EXERCISE 1
In the thread about replacing the Fluval Roma 240 light, how wide is a T8 tube?
EXERCISE 2
Please retype the listing lines that open with the line containing "Reviewer note: confirm that every instance of the dark" and run through the end of the listing.

SELECTION
+--
# Best lightbulb for a fluval Roma 240?



## Lunaakita93 (Oct 10, 2018)

i have never replaced the light bulb before and now it’s flickering. Could some one please advise me on a good lightbulb for the tank, I do have some plants in the tank and would like to get some more at some point.

Thanks, Laura.


----------



## NaomiM (Sep 22, 2012)

Are your fittings T5 or T8?


----------



## Lunaakita93 (Oct 10, 2018)

NaomiM said:


> Are your fittings T5 or T8?


I'm not sure, do you know how I can find out?


----------



## NaomiM (Sep 22, 2012)

Lunaakita93 said:


> I'm not sure, do you know how I can find out?


It's to do with the width of the tube. T8s are 1" in diameter, while T5s are thinner at 5/8 of an inch.


----------



## Lunaakita93 (Oct 10, 2018)

NaomiM said:


> It's to do with the width of the tube. T8s are 1" in diameter, while T5s are thinner at 5/8 of an inch.


Ok. Il measures the tube as soon as I can as the light has now went out completely.
+--
PROVIDED INFORMATION
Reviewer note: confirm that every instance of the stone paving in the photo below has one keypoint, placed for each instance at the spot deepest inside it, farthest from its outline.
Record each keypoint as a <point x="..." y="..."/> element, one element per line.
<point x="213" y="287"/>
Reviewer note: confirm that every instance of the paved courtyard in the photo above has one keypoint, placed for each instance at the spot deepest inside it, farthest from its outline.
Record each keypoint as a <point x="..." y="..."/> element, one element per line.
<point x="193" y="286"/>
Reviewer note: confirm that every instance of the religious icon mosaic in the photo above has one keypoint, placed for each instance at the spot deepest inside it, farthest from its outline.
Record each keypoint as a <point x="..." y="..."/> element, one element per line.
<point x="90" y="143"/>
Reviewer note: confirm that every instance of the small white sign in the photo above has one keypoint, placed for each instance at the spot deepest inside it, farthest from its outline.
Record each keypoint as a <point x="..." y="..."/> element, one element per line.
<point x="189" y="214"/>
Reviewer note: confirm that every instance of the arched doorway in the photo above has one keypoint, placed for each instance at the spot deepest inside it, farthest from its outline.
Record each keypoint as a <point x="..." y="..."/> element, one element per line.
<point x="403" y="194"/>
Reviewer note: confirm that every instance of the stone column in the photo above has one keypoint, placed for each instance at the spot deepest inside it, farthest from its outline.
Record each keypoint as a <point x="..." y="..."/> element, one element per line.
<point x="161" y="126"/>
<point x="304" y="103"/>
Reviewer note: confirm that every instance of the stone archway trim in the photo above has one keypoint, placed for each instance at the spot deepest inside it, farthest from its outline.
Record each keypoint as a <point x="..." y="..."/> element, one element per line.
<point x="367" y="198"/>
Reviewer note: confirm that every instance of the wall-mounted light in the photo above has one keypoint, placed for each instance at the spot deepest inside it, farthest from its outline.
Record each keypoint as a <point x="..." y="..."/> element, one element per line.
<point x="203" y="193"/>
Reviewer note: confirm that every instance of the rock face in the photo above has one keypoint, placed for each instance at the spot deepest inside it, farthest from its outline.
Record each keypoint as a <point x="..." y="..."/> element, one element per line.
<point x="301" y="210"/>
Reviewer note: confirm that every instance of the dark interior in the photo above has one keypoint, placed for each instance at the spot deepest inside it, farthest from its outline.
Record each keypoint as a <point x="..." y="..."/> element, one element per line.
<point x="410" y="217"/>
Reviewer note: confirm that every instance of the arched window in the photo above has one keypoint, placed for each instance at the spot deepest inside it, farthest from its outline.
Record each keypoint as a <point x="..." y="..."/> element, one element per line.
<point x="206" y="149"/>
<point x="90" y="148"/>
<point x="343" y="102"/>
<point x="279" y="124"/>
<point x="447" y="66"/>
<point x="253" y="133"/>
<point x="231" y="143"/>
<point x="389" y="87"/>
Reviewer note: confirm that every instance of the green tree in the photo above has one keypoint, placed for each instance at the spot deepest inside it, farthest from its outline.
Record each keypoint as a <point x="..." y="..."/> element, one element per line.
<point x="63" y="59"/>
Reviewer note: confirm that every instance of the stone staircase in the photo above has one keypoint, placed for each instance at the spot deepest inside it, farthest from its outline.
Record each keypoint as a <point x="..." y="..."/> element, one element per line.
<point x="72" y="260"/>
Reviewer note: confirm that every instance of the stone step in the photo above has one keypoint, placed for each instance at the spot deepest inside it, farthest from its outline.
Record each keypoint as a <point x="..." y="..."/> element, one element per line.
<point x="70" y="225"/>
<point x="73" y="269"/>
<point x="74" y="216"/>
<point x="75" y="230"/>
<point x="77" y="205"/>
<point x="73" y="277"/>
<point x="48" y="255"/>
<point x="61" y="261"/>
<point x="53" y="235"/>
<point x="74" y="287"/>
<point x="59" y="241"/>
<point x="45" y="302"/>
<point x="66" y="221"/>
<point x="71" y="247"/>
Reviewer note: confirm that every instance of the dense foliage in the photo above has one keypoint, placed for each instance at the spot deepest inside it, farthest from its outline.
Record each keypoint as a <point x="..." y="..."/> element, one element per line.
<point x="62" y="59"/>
+--
COMPLETE ANSWER 1
A T8 tube is 1" in diameter.

COMPLETE ANSWER 2
Reviewer note: confirm that every instance of the dark interior in the photo above has one keypoint, placed for each instance at the spot deepest inside it, farthest from its outline.
Record each keypoint as a <point x="..." y="..."/> element, one element per line.
<point x="410" y="217"/>
Reviewer note: confirm that every instance of the arched window in the photo above has one keypoint, placed for each instance at the spot deepest inside it, farthest from its outline.
Record each keypoint as a <point x="..." y="..."/> element, one element per line.
<point x="206" y="149"/>
<point x="90" y="148"/>
<point x="343" y="102"/>
<point x="279" y="124"/>
<point x="447" y="66"/>
<point x="253" y="133"/>
<point x="231" y="143"/>
<point x="389" y="87"/>
Reviewer note: confirm that every instance of the green tree in the photo above has one keypoint, placed for each instance at the spot deepest inside it, farthest from its outline.
Record each keypoint as a <point x="..." y="..."/> element, one element per line.
<point x="63" y="59"/>
Reviewer note: confirm that every instance of the stone staircase in the photo above has one keypoint, placed for each instance at the spot deepest inside it, farthest from its outline.
Record each keypoint as a <point x="..." y="..."/> element, one element per line.
<point x="72" y="260"/>
Reviewer note: confirm that every instance of the stone step in the photo above has one keypoint, placed for each instance at the spot deepest inside it, farthest from its outline.
Record each keypoint as a <point x="..." y="..."/> element, one element per line.
<point x="70" y="225"/>
<point x="73" y="269"/>
<point x="74" y="216"/>
<point x="75" y="230"/>
<point x="77" y="205"/>
<point x="73" y="277"/>
<point x="48" y="255"/>
<point x="61" y="261"/>
<point x="53" y="235"/>
<point x="74" y="287"/>
<point x="59" y="241"/>
<point x="45" y="302"/>
<point x="66" y="221"/>
<point x="71" y="247"/>
Reviewer note: confirm that every instance of the dense foliage in the photo above has one keypoint, placed for each instance at the spot deepest inside it, farthest from its outline.
Record each keypoint as a <point x="..." y="..."/> element, one element per line.
<point x="62" y="59"/>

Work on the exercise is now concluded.